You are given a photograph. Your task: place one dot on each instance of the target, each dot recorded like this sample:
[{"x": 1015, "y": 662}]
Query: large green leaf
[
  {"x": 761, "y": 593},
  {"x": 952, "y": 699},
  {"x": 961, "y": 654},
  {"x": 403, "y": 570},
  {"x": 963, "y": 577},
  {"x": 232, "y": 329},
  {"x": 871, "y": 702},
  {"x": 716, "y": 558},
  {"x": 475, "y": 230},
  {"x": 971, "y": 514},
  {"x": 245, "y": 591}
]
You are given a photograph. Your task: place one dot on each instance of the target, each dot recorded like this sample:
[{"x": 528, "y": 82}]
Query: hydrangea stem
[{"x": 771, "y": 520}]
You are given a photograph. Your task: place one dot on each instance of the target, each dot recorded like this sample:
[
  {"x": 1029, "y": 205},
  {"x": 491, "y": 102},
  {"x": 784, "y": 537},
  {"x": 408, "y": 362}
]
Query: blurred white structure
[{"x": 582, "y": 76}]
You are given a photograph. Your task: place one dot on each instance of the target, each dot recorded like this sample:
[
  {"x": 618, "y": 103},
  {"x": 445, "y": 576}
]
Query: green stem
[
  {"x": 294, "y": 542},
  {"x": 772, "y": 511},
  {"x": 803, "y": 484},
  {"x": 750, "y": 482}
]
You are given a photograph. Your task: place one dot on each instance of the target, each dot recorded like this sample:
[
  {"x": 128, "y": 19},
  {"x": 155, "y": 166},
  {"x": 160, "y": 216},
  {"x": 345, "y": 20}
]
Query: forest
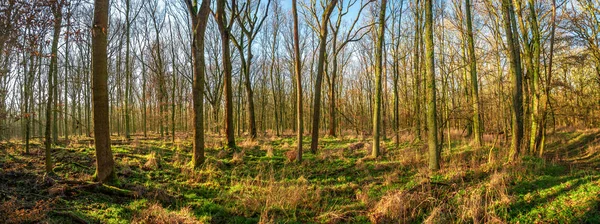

= = =

Rewrite all of the lines above with "place one dot" changed to "put one point" wherever it occurs, keeping everything else the same. Leave the pictures out.

## Answer for this exercise:
You are given a photograph. Your task: put one point on each instance of the target, each dot recorded like this sample:
[{"x": 1015, "y": 662}]
Query: large green leaf
[
  {"x": 761, "y": 593},
  {"x": 952, "y": 699},
  {"x": 961, "y": 654},
  {"x": 403, "y": 570},
  {"x": 963, "y": 577},
  {"x": 232, "y": 329},
  {"x": 871, "y": 702},
  {"x": 716, "y": 558},
  {"x": 475, "y": 230},
  {"x": 971, "y": 514},
  {"x": 245, "y": 591}
]
You are given a photograph. Your task: put one point on each instance of the target, each dot recorded like this sample:
[{"x": 528, "y": 82}]
Query: hydrangea stem
[{"x": 771, "y": 520}]
You are given a photograph. Your task: put one point on each instance of the target, each dot recorded like this sample:
[
  {"x": 1029, "y": 205},
  {"x": 491, "y": 102},
  {"x": 784, "y": 537},
  {"x": 408, "y": 362}
]
Query: blurred white structure
[{"x": 582, "y": 76}]
You are given a photograph. Your task: put one point on each instance of the target, each dot recorded like this sample:
[
  {"x": 618, "y": 103},
  {"x": 445, "y": 576}
]
Query: green stem
[
  {"x": 294, "y": 542},
  {"x": 772, "y": 511},
  {"x": 803, "y": 484},
  {"x": 750, "y": 482}
]
You are given a photograph. Your task: put one point on each instance of the target, each dot recorded like this sample:
[
  {"x": 128, "y": 19},
  {"x": 155, "y": 166},
  {"x": 160, "y": 216},
  {"x": 345, "y": 20}
]
Query: forest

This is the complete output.